** START OF Supplied entries **
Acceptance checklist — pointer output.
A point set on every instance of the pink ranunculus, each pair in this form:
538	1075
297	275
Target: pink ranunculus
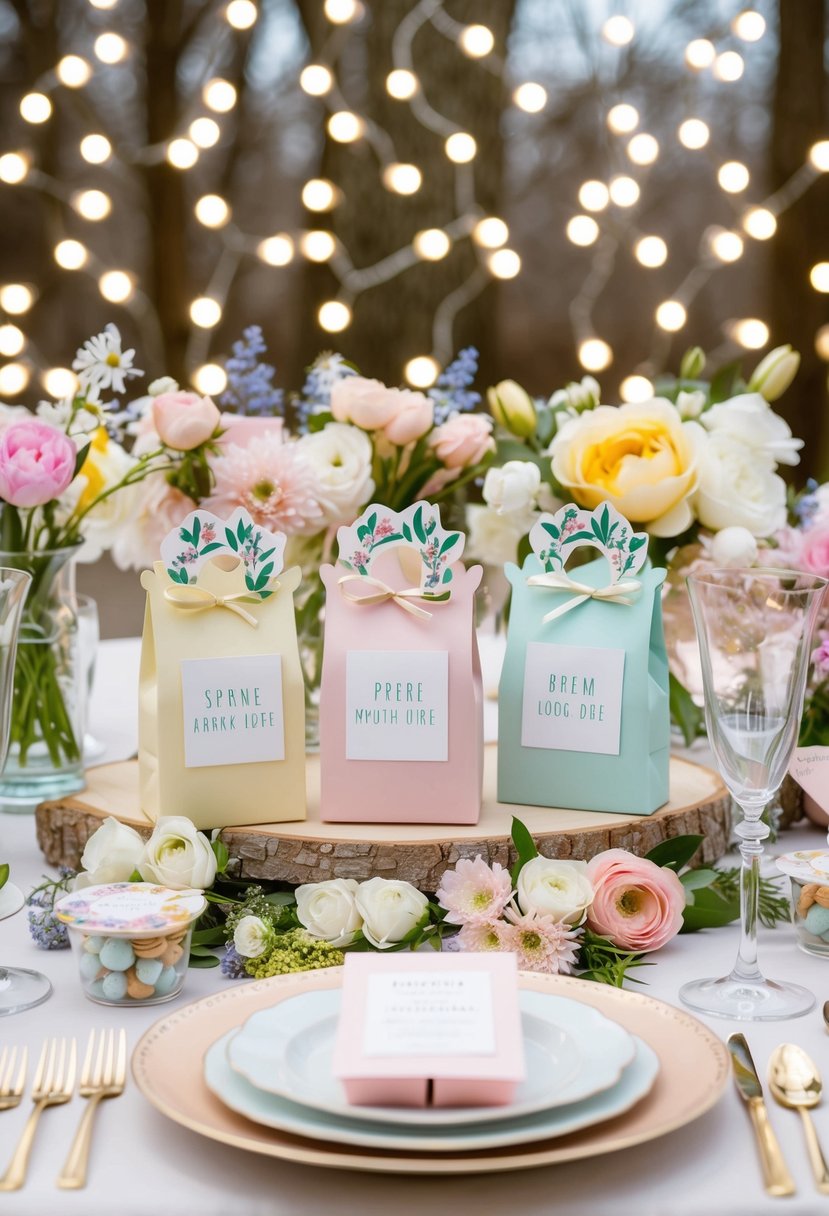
37	463
463	440
184	420
637	904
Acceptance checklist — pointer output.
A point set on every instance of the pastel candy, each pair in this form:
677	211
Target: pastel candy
148	969
117	953
817	921
114	985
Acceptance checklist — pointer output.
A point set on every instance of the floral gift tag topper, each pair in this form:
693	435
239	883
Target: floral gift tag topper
202	535
553	538
416	528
** END OF Supplied entries **
Task goal:
Please copy out all the entries above, replacing "Target" with "Object" wherever it appears and changing nothing else. Leave the pictures out of your copy.

Task output:
Acceptance checklist — pointer output.
A point set on every instance of the pink ranunculus, each pair in this form:
538	1075
297	275
Object: pink ranunculus
37	463
463	440
184	420
637	904
Acceptance checklist — pointer output.
A point set on every instance of the pastel candy, each pair in this form:
677	211
Object: pastel candy
148	969
117	953
817	921
114	985
Acceptance checklist — pointer output.
A point set on every instance of the floral gift tag topper, each pair in this form:
693	435
239	883
Object: floral gift tag topper
202	535
553	538
416	528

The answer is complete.